Transcribe the listing below in full, exactly, with no images.

Data under study:
--------------------

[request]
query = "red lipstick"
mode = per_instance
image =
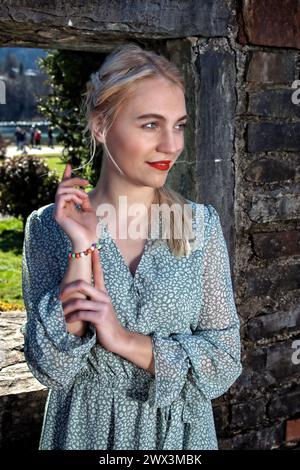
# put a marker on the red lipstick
(161, 165)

--------------------

Response box:
[request]
query = "red lipstick"
mode = per_instance
image =
# put a marker on the red lipstick
(161, 165)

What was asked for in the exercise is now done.